INPUT RECORDS:
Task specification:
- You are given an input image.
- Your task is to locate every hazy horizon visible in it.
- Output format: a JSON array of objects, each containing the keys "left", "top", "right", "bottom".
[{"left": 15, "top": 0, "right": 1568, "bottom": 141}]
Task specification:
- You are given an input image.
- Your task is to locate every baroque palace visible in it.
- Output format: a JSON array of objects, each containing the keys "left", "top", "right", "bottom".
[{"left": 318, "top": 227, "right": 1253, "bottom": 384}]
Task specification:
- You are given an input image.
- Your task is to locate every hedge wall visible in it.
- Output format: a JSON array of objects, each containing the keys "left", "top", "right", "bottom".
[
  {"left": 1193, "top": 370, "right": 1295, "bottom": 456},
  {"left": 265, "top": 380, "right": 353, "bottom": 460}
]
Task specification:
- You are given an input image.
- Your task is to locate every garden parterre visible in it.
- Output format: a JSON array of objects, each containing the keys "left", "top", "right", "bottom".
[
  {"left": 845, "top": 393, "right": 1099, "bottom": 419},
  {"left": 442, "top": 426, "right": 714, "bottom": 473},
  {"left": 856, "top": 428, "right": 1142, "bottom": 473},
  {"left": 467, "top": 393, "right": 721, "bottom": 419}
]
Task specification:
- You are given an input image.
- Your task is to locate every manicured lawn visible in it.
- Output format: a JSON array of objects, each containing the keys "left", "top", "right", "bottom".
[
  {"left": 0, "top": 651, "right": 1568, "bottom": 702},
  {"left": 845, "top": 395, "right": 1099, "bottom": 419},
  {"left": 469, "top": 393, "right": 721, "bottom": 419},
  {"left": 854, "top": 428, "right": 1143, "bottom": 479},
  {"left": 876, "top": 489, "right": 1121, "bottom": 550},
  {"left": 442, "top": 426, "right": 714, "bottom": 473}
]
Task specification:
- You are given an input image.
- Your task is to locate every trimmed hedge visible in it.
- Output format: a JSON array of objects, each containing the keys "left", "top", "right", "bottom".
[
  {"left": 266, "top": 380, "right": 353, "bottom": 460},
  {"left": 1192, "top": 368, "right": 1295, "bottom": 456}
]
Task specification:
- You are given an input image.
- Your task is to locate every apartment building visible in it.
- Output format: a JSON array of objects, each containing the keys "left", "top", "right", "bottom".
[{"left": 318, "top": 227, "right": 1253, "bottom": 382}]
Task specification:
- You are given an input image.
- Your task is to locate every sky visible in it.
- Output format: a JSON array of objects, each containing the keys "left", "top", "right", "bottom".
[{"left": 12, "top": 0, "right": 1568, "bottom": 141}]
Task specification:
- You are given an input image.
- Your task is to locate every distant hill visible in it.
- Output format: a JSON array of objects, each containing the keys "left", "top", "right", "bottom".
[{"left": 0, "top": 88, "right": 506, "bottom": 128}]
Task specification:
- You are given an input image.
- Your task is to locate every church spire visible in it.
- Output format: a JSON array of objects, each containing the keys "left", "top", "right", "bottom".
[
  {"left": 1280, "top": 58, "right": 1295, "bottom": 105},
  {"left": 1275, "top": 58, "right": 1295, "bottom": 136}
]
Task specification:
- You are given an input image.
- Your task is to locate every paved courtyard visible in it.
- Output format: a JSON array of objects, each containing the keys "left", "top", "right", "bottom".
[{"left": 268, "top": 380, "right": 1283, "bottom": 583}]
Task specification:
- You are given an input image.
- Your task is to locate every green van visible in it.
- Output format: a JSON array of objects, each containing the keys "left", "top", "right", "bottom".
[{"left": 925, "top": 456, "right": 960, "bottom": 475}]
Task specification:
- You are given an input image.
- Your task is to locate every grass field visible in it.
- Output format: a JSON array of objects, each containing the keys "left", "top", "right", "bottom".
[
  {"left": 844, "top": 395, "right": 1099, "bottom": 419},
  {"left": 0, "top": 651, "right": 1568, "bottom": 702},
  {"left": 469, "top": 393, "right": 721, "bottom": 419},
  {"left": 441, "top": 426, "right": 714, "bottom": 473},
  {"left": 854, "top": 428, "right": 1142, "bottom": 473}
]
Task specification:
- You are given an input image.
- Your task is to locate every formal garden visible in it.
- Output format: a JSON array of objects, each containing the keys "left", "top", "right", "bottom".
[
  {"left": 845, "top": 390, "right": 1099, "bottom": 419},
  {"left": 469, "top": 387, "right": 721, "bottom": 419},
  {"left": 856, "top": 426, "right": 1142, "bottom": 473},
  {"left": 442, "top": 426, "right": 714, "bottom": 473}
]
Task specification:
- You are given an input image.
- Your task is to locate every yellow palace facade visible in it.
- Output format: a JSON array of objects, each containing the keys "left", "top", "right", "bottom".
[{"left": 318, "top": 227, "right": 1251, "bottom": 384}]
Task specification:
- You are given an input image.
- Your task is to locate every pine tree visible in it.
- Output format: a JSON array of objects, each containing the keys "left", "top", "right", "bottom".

GIVEN REQUEST:
Pick out and copy every line of the records above that contains the word "palace".

SOLUTION BELOW:
- Your task is to locate every baroque palace visible in it.
- Your task is to locate every yellow palace facade visible in it.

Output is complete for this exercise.